Copy each line of the records below verbatim, changing, adding, or omitting nothing.

# DATA IN THIS EXERCISE start

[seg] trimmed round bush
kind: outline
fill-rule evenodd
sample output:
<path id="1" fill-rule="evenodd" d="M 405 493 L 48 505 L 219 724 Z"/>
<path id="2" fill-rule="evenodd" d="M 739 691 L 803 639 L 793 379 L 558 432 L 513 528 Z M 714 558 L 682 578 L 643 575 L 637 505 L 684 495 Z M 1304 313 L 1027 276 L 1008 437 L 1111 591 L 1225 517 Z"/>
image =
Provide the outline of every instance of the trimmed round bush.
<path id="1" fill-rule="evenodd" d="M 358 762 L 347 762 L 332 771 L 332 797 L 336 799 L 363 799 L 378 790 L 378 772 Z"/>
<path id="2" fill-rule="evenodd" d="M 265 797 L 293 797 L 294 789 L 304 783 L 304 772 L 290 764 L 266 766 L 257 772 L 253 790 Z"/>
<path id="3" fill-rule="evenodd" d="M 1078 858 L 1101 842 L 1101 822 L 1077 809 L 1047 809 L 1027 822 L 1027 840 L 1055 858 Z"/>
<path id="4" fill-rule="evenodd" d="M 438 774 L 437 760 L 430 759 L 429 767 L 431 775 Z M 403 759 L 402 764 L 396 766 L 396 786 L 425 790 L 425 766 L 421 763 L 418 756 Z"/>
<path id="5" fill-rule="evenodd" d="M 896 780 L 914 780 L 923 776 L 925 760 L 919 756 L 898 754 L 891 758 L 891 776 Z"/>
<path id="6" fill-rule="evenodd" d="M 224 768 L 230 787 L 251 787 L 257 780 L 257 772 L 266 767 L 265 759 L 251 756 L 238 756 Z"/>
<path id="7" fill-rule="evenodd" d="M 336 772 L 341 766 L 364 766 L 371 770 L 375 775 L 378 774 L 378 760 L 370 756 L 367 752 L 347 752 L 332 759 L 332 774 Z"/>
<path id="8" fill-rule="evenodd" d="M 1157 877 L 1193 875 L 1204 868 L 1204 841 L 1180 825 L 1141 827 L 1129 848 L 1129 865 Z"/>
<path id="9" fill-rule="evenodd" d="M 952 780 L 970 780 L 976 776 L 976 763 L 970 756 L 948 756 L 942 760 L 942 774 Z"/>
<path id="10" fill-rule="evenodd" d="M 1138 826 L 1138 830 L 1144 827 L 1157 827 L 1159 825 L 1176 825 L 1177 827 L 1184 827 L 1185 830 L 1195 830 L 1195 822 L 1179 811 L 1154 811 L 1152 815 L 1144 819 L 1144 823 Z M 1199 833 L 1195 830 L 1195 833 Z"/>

# DATA IN THIS EXERCISE end

_SOLUTION TO THIS TASK_:
[seg] trimmed round bush
kind: outline
fill-rule evenodd
sample output:
<path id="1" fill-rule="evenodd" d="M 405 493 L 48 505 L 219 724 Z"/>
<path id="2" fill-rule="evenodd" d="M 739 691 L 803 639 L 793 379 L 558 432 L 513 528 Z M 714 558 L 682 578 L 643 575 L 637 505 L 684 495 Z M 1304 313 L 1027 276 L 1008 437 L 1111 591 L 1225 517 Z"/>
image =
Provide the outline of every instance of the trimmed round bush.
<path id="1" fill-rule="evenodd" d="M 358 762 L 347 762 L 332 771 L 332 797 L 336 799 L 363 799 L 378 790 L 378 772 Z"/>
<path id="2" fill-rule="evenodd" d="M 265 797 L 293 797 L 294 789 L 304 783 L 304 772 L 290 764 L 266 766 L 257 772 L 253 790 Z"/>
<path id="3" fill-rule="evenodd" d="M 1078 858 L 1101 842 L 1101 822 L 1077 809 L 1047 809 L 1027 822 L 1027 840 L 1055 858 Z"/>
<path id="4" fill-rule="evenodd" d="M 438 774 L 437 760 L 430 759 L 429 767 L 431 775 Z M 403 759 L 402 764 L 396 766 L 396 786 L 425 790 L 425 766 L 421 763 L 418 756 Z"/>
<path id="5" fill-rule="evenodd" d="M 896 780 L 914 780 L 923 776 L 925 760 L 919 756 L 898 754 L 891 758 L 891 776 Z"/>
<path id="6" fill-rule="evenodd" d="M 224 768 L 230 787 L 251 787 L 257 780 L 257 772 L 266 767 L 265 759 L 251 756 L 238 756 Z"/>
<path id="7" fill-rule="evenodd" d="M 336 772 L 341 766 L 364 766 L 371 770 L 375 775 L 378 774 L 378 760 L 370 756 L 367 752 L 347 752 L 332 759 L 332 774 Z"/>
<path id="8" fill-rule="evenodd" d="M 1157 877 L 1193 875 L 1204 868 L 1204 841 L 1180 825 L 1141 827 L 1129 848 L 1129 865 Z"/>
<path id="9" fill-rule="evenodd" d="M 952 780 L 970 780 L 976 776 L 976 763 L 970 756 L 948 756 L 942 760 L 942 774 Z"/>
<path id="10" fill-rule="evenodd" d="M 1138 826 L 1138 830 L 1144 827 L 1157 827 L 1159 825 L 1176 825 L 1177 827 L 1184 827 L 1185 830 L 1195 830 L 1195 822 L 1179 811 L 1154 811 L 1152 815 L 1144 819 L 1144 823 Z M 1199 833 L 1195 830 L 1195 833 Z"/>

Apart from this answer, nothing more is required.